Stored data entries
-=-=-=-=-

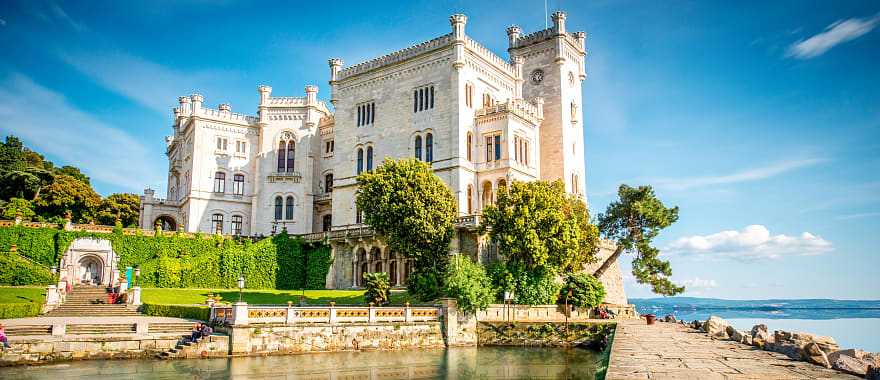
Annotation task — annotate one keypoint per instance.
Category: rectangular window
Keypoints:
(236, 224)
(423, 98)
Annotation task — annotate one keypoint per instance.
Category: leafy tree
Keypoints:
(586, 291)
(378, 288)
(74, 172)
(633, 221)
(68, 194)
(414, 211)
(468, 283)
(17, 206)
(537, 225)
(121, 207)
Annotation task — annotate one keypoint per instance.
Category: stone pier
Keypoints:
(674, 351)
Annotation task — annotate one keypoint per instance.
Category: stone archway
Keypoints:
(166, 222)
(89, 270)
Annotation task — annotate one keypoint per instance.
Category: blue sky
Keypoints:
(759, 119)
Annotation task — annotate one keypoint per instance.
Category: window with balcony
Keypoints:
(238, 184)
(219, 182)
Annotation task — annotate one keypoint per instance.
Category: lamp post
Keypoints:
(240, 286)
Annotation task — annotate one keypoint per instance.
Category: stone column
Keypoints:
(240, 314)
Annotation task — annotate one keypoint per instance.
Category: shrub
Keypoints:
(19, 310)
(202, 313)
(468, 283)
(586, 290)
(378, 286)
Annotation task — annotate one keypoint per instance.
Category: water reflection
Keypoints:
(454, 363)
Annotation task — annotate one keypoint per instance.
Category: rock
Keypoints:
(760, 337)
(850, 364)
(813, 353)
(873, 373)
(716, 327)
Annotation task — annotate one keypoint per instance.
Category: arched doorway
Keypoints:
(90, 270)
(166, 222)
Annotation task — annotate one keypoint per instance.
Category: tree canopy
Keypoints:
(633, 221)
(415, 212)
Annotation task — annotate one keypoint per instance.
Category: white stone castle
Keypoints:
(481, 122)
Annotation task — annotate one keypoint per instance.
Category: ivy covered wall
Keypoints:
(176, 261)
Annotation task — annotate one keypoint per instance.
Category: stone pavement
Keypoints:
(674, 351)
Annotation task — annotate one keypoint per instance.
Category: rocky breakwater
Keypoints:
(820, 350)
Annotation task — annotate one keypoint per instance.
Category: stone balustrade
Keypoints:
(241, 313)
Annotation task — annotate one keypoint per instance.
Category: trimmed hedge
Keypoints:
(19, 310)
(178, 261)
(202, 313)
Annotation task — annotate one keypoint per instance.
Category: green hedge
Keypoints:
(15, 271)
(178, 261)
(202, 313)
(19, 310)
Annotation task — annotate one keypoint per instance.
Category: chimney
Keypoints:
(558, 22)
(197, 101)
(311, 95)
(513, 34)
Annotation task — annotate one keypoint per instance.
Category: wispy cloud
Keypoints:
(144, 82)
(50, 124)
(748, 175)
(754, 242)
(839, 32)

-=-=-=-=-

▶ [Your objective] Scan the entries above for the word "hedge" and collect each line holding it.

▶ [Result below]
Category: trimmed hedge
Category: green hedge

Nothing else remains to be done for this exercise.